Start of Information shown

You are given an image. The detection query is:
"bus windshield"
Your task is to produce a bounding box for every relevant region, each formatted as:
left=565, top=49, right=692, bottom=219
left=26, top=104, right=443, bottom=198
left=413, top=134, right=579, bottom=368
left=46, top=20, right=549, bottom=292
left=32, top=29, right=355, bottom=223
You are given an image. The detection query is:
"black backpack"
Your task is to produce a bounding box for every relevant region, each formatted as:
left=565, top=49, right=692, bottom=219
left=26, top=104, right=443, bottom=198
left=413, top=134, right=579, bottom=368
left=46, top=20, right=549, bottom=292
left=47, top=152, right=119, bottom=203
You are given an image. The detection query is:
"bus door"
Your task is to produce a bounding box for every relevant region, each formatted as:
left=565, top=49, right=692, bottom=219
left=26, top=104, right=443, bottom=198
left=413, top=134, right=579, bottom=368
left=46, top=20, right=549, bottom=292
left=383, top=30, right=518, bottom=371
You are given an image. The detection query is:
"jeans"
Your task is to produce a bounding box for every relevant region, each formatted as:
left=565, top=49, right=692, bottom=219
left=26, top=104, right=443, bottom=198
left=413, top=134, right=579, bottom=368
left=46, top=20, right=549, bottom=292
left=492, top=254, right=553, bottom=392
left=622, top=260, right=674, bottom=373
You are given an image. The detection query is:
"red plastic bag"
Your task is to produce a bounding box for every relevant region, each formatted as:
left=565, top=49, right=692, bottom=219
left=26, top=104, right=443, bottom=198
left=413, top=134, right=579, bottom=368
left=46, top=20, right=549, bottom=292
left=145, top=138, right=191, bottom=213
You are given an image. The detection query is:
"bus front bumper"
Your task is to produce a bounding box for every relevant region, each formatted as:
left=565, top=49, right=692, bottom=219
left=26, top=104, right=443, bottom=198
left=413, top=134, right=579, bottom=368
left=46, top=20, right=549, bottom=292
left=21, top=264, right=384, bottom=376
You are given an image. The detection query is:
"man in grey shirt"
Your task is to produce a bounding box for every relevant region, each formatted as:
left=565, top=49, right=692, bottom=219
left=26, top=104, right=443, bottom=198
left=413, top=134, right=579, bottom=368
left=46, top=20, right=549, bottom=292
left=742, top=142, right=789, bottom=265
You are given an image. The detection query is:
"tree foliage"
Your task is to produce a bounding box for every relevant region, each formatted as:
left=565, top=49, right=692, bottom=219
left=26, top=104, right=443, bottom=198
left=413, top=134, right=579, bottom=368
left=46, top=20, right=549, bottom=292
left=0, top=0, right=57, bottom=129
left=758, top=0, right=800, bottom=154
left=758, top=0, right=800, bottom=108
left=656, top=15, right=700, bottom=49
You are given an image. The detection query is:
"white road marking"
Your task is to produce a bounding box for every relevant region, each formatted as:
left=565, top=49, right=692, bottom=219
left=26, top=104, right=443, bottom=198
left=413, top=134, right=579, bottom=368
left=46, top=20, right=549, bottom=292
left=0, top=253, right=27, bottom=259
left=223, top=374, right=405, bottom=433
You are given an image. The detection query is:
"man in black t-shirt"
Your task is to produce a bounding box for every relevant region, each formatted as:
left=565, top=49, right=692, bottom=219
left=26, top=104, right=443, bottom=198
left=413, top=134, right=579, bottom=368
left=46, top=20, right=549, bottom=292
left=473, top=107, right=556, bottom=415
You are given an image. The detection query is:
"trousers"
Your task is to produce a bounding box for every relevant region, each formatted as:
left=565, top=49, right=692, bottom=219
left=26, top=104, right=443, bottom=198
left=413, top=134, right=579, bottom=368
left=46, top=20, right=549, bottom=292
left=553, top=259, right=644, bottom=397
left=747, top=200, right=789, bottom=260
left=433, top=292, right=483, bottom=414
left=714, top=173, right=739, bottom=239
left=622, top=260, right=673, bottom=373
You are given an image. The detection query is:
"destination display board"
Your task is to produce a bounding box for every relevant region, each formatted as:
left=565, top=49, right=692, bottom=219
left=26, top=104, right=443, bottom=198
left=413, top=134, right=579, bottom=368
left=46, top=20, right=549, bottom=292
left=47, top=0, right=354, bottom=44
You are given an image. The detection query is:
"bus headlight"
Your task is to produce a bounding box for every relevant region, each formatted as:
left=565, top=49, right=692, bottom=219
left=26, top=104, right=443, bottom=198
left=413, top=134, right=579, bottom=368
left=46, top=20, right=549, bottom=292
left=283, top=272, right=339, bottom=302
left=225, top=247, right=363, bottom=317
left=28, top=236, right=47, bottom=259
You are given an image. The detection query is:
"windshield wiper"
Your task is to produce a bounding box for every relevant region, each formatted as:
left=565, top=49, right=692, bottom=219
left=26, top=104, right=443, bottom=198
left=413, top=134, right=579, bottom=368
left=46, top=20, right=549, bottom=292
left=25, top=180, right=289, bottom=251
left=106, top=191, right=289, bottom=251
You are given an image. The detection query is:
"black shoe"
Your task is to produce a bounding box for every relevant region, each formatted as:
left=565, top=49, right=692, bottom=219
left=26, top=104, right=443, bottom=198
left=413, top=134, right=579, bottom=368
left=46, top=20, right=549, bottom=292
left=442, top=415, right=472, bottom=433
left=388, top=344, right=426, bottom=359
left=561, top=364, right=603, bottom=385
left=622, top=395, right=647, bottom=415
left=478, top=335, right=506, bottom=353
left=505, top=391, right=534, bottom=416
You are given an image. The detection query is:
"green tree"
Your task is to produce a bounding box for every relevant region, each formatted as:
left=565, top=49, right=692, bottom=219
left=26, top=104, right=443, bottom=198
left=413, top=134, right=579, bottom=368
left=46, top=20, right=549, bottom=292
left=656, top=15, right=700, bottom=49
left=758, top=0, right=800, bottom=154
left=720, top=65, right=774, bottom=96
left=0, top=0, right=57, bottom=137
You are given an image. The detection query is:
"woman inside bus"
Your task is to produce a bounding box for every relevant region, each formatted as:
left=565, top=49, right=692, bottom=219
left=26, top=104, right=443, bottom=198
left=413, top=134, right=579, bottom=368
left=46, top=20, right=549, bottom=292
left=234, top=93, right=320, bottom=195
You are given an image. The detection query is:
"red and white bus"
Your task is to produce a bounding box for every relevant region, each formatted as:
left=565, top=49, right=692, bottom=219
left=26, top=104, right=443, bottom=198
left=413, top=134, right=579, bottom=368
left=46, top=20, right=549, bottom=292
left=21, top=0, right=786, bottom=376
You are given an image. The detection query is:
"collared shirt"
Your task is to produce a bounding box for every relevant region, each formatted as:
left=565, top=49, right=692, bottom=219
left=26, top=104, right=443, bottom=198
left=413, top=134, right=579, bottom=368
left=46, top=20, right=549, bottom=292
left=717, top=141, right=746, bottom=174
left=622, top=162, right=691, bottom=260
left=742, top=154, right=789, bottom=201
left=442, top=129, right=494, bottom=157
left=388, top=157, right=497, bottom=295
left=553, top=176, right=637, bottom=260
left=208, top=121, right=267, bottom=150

End of Information shown

Print every line of the material above with no changes at all.

> **Solution to the problem**:
You are given an image. The detection query is:
"bus windshield"
Your task is to produce a bounding box for every relevant region, each formatted as:
left=565, top=49, right=692, bottom=219
left=26, top=104, right=443, bottom=198
left=413, top=134, right=579, bottom=368
left=46, top=20, right=549, bottom=292
left=32, top=29, right=355, bottom=223
You are given an image. The detection query is:
"black backpack"
Your task is to produce a bounding box for every relevant region, each formatted as:
left=565, top=49, right=692, bottom=219
left=26, top=104, right=443, bottom=198
left=413, top=134, right=579, bottom=368
left=46, top=20, right=549, bottom=292
left=47, top=152, right=119, bottom=203
You are given an image. The detection query is:
"bus door"
Your task is to produce a bounding box for every relevant region, each formatted as:
left=565, top=49, right=692, bottom=219
left=26, top=104, right=443, bottom=198
left=413, top=134, right=579, bottom=368
left=46, top=20, right=549, bottom=292
left=383, top=30, right=518, bottom=371
You are given an image. The detection query is:
"jeans"
Your task is to produce a bounding box for every relevant region, each formatted as:
left=565, top=49, right=692, bottom=219
left=26, top=104, right=443, bottom=198
left=413, top=134, right=579, bottom=368
left=46, top=20, right=549, bottom=292
left=492, top=254, right=553, bottom=392
left=622, top=260, right=674, bottom=373
You are given an image. The detection query is:
"red plastic bag"
Your task is to produce a bounding box for every relevant region, each formatted as:
left=565, top=49, right=692, bottom=219
left=26, top=104, right=443, bottom=198
left=413, top=134, right=579, bottom=368
left=46, top=20, right=549, bottom=292
left=145, top=138, right=191, bottom=213
You are given an image. The detection query is:
"bus front bumper"
Your task is to produce a bounding box for every relevant region, each formatted as:
left=565, top=49, right=692, bottom=219
left=26, top=104, right=443, bottom=198
left=413, top=134, right=579, bottom=368
left=46, top=20, right=549, bottom=292
left=21, top=264, right=384, bottom=376
You are given an image. The detection query is:
"man in grey shirt"
Your task is to produce a bounding box for every relevant region, each formatted as:
left=565, top=49, right=692, bottom=219
left=26, top=104, right=443, bottom=198
left=413, top=134, right=579, bottom=368
left=46, top=20, right=549, bottom=292
left=742, top=142, right=789, bottom=265
You are given an image. The detection query is:
"tree foliage"
Your task is to produce a bounding box for every relevant region, each formatted as:
left=565, top=49, right=692, bottom=219
left=26, top=104, right=443, bottom=198
left=413, top=134, right=579, bottom=368
left=46, top=20, right=549, bottom=292
left=0, top=0, right=57, bottom=129
left=758, top=0, right=800, bottom=154
left=758, top=0, right=800, bottom=108
left=656, top=15, right=700, bottom=49
You are given an image. The detection query is:
"white road marking"
Your task is to produce a bounding box for every relevant region, each formatted as:
left=565, top=49, right=692, bottom=219
left=26, top=104, right=443, bottom=198
left=413, top=134, right=579, bottom=368
left=46, top=20, right=549, bottom=292
left=0, top=253, right=27, bottom=259
left=223, top=374, right=405, bottom=433
You are given an image. The detection query is:
"man in black t-shirt"
Your task is to produce a bounding box for every relevant region, each formatted as:
left=565, top=49, right=692, bottom=219
left=26, top=104, right=443, bottom=198
left=413, top=134, right=579, bottom=368
left=46, top=20, right=549, bottom=292
left=473, top=107, right=556, bottom=415
You are given an image. The detection query is:
"trousers"
Your task is to produce a bounding box for every relevant region, each formatted as:
left=565, top=49, right=692, bottom=219
left=26, top=104, right=443, bottom=198
left=413, top=134, right=579, bottom=368
left=46, top=20, right=549, bottom=292
left=553, top=259, right=644, bottom=397
left=747, top=200, right=789, bottom=260
left=433, top=292, right=483, bottom=414
left=714, top=173, right=739, bottom=239
left=622, top=260, right=673, bottom=373
You are given an image. The detection query is:
"destination display board"
Your task is to produce a bounding box for every relevant region, each formatted as:
left=565, top=49, right=692, bottom=219
left=26, top=104, right=443, bottom=198
left=413, top=134, right=579, bottom=368
left=46, top=20, right=549, bottom=292
left=47, top=0, right=354, bottom=44
You are given an image. The detection query is:
"bus headlight"
Your task is to produce a bounding box for every relevant region, each formatted as:
left=565, top=49, right=692, bottom=219
left=26, top=104, right=443, bottom=198
left=413, top=134, right=579, bottom=368
left=46, top=20, right=549, bottom=292
left=283, top=272, right=339, bottom=302
left=225, top=247, right=363, bottom=317
left=28, top=236, right=47, bottom=259
You are given an image. The detection query is:
"windshield wiper"
Your task is to produce a bounding box for every relevant region, each formatted as:
left=565, top=49, right=692, bottom=219
left=26, top=104, right=443, bottom=198
left=413, top=134, right=579, bottom=368
left=46, top=20, right=549, bottom=292
left=25, top=180, right=289, bottom=251
left=106, top=191, right=289, bottom=251
You are given an image. The detection query is:
"black shoe"
Your task is to produce a bounding box for every relevant region, each formatted as:
left=565, top=49, right=692, bottom=219
left=26, top=104, right=443, bottom=198
left=413, top=134, right=579, bottom=368
left=46, top=20, right=549, bottom=292
left=442, top=415, right=472, bottom=433
left=388, top=344, right=426, bottom=359
left=561, top=364, right=603, bottom=385
left=622, top=395, right=647, bottom=415
left=478, top=335, right=506, bottom=353
left=505, top=391, right=534, bottom=416
You are given an image. The detection query is:
"green tree"
Your task is to produce a bounding box for every relevant region, each formatted as:
left=565, top=49, right=692, bottom=219
left=26, top=104, right=443, bottom=198
left=413, top=134, right=579, bottom=368
left=46, top=20, right=549, bottom=292
left=656, top=15, right=700, bottom=49
left=758, top=0, right=800, bottom=154
left=720, top=65, right=774, bottom=96
left=0, top=0, right=57, bottom=137
You are given an image. The detection query is:
"woman inside bus"
Your task is to produce a bounding box for every relevant region, each formatted as:
left=565, top=49, right=692, bottom=219
left=26, top=104, right=443, bottom=198
left=413, top=134, right=579, bottom=368
left=46, top=20, right=549, bottom=292
left=234, top=93, right=320, bottom=195
You are given an image. The detection query is:
"red and white bus"
Your task is to produce a bounding box for every relevant region, each formatted as:
left=565, top=49, right=692, bottom=219
left=26, top=104, right=443, bottom=198
left=413, top=134, right=579, bottom=368
left=46, top=20, right=549, bottom=292
left=21, top=0, right=786, bottom=376
You are given an image. The detection query is:
"collared shirt"
Your task is to produce a bounding box for every relevant region, each formatted as:
left=565, top=49, right=692, bottom=219
left=26, top=104, right=443, bottom=198
left=413, top=134, right=579, bottom=368
left=46, top=20, right=549, bottom=292
left=717, top=141, right=746, bottom=174
left=622, top=162, right=691, bottom=260
left=742, top=154, right=789, bottom=201
left=442, top=129, right=494, bottom=157
left=388, top=157, right=497, bottom=295
left=553, top=176, right=637, bottom=260
left=208, top=121, right=267, bottom=150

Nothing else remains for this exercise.